GOAL:
Copy nothing but the lines running from the one containing "limestone wall, with integer pixel coordinates." through the end of the listing below. Drop the pictures.

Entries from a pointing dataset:
================================
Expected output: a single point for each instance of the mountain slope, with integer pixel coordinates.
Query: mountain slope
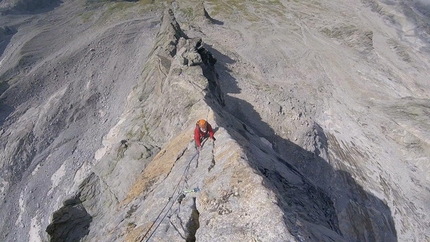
(320, 112)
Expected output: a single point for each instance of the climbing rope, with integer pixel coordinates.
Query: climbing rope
(170, 199)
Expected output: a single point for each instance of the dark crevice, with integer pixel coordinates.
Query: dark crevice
(304, 201)
(70, 223)
(193, 223)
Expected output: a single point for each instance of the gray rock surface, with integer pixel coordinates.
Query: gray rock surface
(320, 111)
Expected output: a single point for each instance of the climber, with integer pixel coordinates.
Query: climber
(202, 130)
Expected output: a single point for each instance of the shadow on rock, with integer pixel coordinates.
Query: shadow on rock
(5, 110)
(70, 223)
(337, 209)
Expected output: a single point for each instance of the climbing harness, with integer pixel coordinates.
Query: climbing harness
(171, 201)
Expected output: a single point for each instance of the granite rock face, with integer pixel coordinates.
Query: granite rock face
(320, 112)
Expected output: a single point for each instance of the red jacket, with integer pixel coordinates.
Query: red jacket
(199, 135)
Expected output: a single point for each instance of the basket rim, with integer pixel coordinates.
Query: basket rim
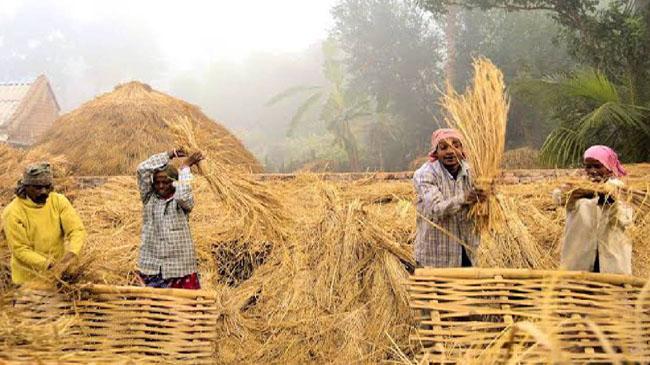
(490, 273)
(123, 289)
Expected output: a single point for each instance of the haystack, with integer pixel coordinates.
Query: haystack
(111, 134)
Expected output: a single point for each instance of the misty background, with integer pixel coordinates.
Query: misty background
(347, 84)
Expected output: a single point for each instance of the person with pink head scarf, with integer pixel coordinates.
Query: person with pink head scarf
(445, 193)
(594, 236)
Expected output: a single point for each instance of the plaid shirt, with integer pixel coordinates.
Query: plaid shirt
(440, 200)
(166, 246)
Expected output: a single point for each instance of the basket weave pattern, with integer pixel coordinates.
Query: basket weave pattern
(463, 312)
(112, 323)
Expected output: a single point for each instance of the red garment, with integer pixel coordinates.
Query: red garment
(186, 282)
(190, 281)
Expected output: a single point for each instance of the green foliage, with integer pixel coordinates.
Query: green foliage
(393, 52)
(589, 109)
(339, 104)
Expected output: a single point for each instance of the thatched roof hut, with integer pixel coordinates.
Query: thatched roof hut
(111, 134)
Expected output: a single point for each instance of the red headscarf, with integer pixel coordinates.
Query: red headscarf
(442, 134)
(607, 157)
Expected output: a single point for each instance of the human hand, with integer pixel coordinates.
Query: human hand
(580, 193)
(193, 159)
(177, 152)
(62, 265)
(475, 195)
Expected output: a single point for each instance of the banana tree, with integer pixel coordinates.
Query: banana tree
(590, 109)
(339, 106)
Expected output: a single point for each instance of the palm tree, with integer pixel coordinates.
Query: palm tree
(340, 106)
(589, 109)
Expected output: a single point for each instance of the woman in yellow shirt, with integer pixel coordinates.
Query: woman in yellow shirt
(36, 224)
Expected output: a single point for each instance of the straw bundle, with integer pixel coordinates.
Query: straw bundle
(127, 125)
(480, 114)
(638, 199)
(332, 290)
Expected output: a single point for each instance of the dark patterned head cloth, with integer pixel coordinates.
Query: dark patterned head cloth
(35, 174)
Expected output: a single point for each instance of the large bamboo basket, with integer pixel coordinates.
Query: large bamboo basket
(113, 324)
(576, 317)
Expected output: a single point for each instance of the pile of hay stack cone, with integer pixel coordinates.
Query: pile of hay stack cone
(111, 134)
(305, 270)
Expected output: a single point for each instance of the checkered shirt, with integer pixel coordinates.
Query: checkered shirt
(166, 245)
(440, 200)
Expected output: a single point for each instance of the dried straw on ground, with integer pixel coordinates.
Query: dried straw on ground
(331, 291)
(480, 114)
(111, 134)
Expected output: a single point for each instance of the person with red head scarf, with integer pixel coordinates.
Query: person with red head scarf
(594, 236)
(445, 193)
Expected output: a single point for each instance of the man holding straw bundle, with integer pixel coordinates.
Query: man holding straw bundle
(167, 257)
(445, 235)
(594, 236)
(37, 225)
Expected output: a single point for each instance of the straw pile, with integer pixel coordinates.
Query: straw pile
(111, 134)
(521, 158)
(329, 290)
(329, 287)
(480, 114)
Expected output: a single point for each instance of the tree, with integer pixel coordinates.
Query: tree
(598, 106)
(522, 45)
(340, 105)
(393, 52)
(589, 109)
(614, 38)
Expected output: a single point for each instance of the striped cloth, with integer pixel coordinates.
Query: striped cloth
(166, 243)
(440, 200)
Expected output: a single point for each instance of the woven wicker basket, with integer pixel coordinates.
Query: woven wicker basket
(112, 324)
(578, 317)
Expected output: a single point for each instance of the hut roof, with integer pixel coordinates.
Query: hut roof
(111, 134)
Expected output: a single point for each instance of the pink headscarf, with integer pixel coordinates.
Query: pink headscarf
(607, 157)
(442, 134)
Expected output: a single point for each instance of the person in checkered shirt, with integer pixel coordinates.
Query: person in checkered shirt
(167, 258)
(445, 235)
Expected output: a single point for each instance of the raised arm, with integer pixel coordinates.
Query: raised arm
(183, 195)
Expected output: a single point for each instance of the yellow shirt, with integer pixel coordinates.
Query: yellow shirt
(36, 234)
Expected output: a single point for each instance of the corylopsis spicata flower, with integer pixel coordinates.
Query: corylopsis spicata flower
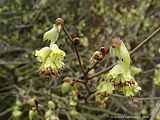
(51, 59)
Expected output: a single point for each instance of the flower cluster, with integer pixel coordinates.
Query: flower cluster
(120, 77)
(157, 75)
(51, 58)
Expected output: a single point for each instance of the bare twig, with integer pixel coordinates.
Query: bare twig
(155, 111)
(145, 41)
(76, 50)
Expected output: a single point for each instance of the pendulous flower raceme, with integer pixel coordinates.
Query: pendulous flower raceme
(121, 77)
(52, 57)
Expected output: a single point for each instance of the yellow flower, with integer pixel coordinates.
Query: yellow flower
(51, 59)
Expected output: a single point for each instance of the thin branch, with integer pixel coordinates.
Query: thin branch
(133, 51)
(145, 41)
(102, 71)
(76, 50)
(155, 111)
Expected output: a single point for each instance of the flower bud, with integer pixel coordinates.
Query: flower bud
(97, 56)
(104, 50)
(60, 21)
(16, 113)
(76, 40)
(51, 105)
(116, 42)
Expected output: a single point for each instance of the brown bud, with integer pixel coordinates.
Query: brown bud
(116, 42)
(68, 80)
(60, 21)
(104, 50)
(76, 40)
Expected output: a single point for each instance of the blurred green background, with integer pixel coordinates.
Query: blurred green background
(22, 24)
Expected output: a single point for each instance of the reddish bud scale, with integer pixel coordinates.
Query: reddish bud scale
(68, 80)
(104, 50)
(60, 21)
(116, 42)
(76, 40)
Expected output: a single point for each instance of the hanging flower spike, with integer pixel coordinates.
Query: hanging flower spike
(52, 34)
(121, 52)
(157, 75)
(52, 60)
(123, 66)
(120, 74)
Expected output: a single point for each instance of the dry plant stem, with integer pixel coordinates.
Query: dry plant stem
(101, 72)
(133, 51)
(145, 41)
(155, 111)
(76, 50)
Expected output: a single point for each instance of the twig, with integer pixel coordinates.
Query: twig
(133, 51)
(145, 41)
(76, 50)
(102, 71)
(155, 111)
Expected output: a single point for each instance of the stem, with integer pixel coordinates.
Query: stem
(76, 50)
(145, 41)
(102, 71)
(133, 51)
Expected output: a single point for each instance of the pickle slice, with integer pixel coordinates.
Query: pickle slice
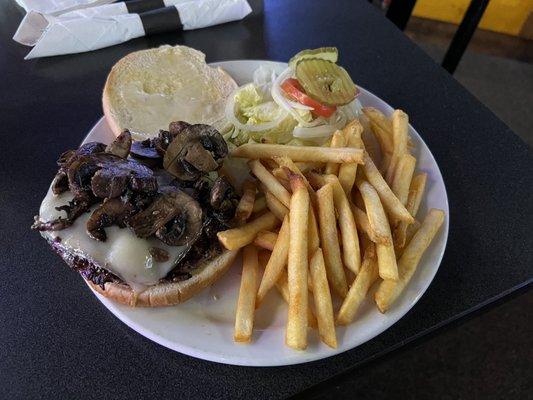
(323, 53)
(325, 81)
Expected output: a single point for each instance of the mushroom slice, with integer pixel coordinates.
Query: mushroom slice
(112, 175)
(78, 205)
(174, 216)
(223, 199)
(60, 182)
(121, 145)
(200, 158)
(111, 211)
(196, 149)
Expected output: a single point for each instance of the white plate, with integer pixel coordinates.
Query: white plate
(203, 326)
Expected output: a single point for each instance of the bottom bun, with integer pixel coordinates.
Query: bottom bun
(167, 294)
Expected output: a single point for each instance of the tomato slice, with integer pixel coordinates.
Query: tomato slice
(294, 90)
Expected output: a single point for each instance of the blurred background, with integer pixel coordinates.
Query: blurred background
(489, 355)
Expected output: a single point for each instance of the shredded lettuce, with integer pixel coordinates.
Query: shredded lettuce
(254, 107)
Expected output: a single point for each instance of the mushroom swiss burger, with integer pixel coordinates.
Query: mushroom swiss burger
(139, 219)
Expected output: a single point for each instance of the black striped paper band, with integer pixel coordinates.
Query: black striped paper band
(161, 20)
(139, 6)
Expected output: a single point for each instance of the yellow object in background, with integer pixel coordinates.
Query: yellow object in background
(504, 16)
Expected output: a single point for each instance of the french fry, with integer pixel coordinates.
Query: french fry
(351, 253)
(299, 153)
(281, 176)
(275, 206)
(266, 240)
(314, 239)
(322, 297)
(348, 171)
(316, 180)
(389, 200)
(411, 230)
(271, 183)
(296, 334)
(382, 128)
(388, 291)
(269, 164)
(285, 162)
(276, 263)
(259, 204)
(378, 224)
(337, 140)
(400, 128)
(283, 289)
(263, 256)
(377, 117)
(378, 220)
(371, 144)
(357, 293)
(309, 166)
(244, 318)
(414, 198)
(246, 203)
(330, 241)
(402, 177)
(233, 239)
(362, 223)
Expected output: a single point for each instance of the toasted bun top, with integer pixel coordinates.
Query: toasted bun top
(148, 89)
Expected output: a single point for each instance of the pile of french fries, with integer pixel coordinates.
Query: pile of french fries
(318, 222)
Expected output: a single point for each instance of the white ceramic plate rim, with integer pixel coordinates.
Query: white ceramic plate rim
(297, 357)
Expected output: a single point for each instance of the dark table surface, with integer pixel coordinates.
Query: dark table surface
(58, 341)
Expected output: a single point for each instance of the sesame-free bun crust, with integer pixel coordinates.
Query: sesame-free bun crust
(167, 294)
(148, 89)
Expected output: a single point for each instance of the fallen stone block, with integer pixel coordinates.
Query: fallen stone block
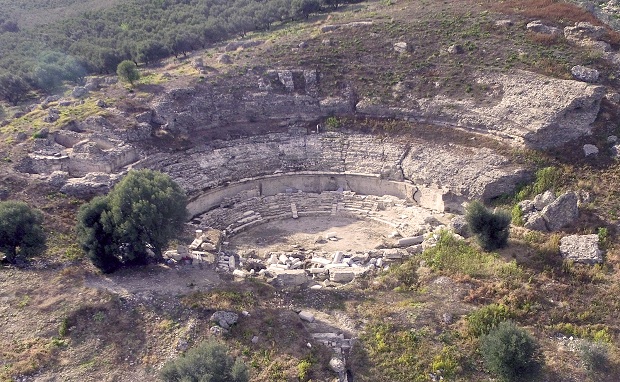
(408, 241)
(294, 277)
(341, 276)
(320, 261)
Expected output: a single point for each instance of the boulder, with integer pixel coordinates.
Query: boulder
(543, 200)
(537, 26)
(225, 319)
(583, 31)
(562, 212)
(459, 226)
(581, 249)
(536, 222)
(582, 73)
(79, 92)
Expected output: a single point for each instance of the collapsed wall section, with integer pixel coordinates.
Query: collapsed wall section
(435, 176)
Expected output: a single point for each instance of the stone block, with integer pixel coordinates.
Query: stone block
(306, 316)
(288, 278)
(408, 241)
(341, 276)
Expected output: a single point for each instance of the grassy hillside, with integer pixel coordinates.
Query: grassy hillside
(422, 320)
(31, 13)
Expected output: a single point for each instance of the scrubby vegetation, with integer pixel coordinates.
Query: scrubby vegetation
(491, 228)
(510, 352)
(134, 222)
(21, 231)
(141, 31)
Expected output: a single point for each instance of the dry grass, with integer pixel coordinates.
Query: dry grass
(549, 10)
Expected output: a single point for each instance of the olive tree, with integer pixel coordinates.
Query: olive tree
(134, 222)
(21, 230)
(207, 362)
(491, 228)
(128, 72)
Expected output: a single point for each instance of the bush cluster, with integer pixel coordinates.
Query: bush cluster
(510, 352)
(207, 362)
(134, 222)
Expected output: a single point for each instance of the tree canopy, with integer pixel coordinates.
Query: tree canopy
(207, 362)
(134, 222)
(128, 72)
(21, 230)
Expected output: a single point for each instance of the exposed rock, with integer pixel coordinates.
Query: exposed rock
(536, 222)
(562, 212)
(79, 92)
(88, 186)
(537, 26)
(329, 28)
(581, 249)
(459, 226)
(225, 319)
(581, 73)
(542, 200)
(224, 59)
(589, 150)
(613, 97)
(456, 49)
(402, 47)
(57, 179)
(288, 278)
(583, 31)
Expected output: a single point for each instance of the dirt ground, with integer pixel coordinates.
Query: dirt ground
(291, 235)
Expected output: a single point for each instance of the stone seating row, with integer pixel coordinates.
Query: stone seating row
(253, 211)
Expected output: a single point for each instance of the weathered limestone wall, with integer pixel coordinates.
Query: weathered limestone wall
(438, 177)
(314, 183)
(523, 108)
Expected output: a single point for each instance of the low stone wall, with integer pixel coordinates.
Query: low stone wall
(246, 211)
(316, 183)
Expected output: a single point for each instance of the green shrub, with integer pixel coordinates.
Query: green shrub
(207, 362)
(21, 230)
(510, 352)
(490, 228)
(547, 178)
(483, 320)
(134, 222)
(458, 256)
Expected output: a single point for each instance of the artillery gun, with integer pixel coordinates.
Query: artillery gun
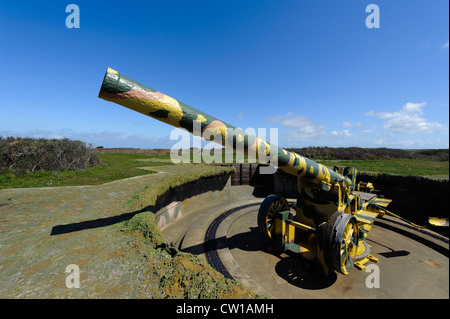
(333, 214)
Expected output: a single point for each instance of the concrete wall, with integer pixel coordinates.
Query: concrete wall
(188, 197)
(413, 197)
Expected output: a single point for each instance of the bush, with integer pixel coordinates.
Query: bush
(22, 155)
(357, 153)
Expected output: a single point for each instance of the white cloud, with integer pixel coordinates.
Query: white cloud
(343, 134)
(409, 119)
(303, 127)
(291, 120)
(349, 124)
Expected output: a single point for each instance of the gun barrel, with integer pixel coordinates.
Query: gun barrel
(131, 94)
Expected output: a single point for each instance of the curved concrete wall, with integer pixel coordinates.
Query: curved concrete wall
(191, 196)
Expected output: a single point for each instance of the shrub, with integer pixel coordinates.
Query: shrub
================================
THE REPLY:
Expected output: a single point for each instance of the weathered limestone wall, with integer pixel coordinates.
Query: weathered limestone wall
(438, 177)
(314, 183)
(523, 108)
Expected output: a single point for each instance of the low stone wall, with integer pixel coordinates.
Query: low stone wall
(246, 211)
(316, 183)
Expected output: a single point for each instance of the green shrub, with integer pixel coordinates.
Query: green shrub
(207, 362)
(21, 230)
(510, 352)
(490, 228)
(547, 178)
(483, 320)
(134, 222)
(458, 256)
Expected output: a single point for each instance of the artillery gun, with integer pixel coordinates.
Query: artillery gun
(333, 214)
Expected output: a single point for each instance of the concrete wall, with integer pixel coordinates.
Query: concrete wall
(188, 197)
(413, 197)
Expected output: a single point for each instance of the bush, with integer pixel coordinates.
Query: bush
(22, 155)
(357, 153)
Expected output: a single point for each instance of the white cloud, with integer pixel coordinates.
Query: white cloud
(343, 134)
(409, 119)
(303, 127)
(291, 120)
(349, 124)
Expected output: a single point for each instance of the gun barrel, with integer pixel coordinates.
Query: gun barrel
(131, 94)
Expected output: a single point for each instance of the curved concrete wall, with integer pixel coordinates.
Query: curved concrete wall
(191, 196)
Expected output: a single point for each instance of the shrub, with integer pixel coordinates.
Query: shrub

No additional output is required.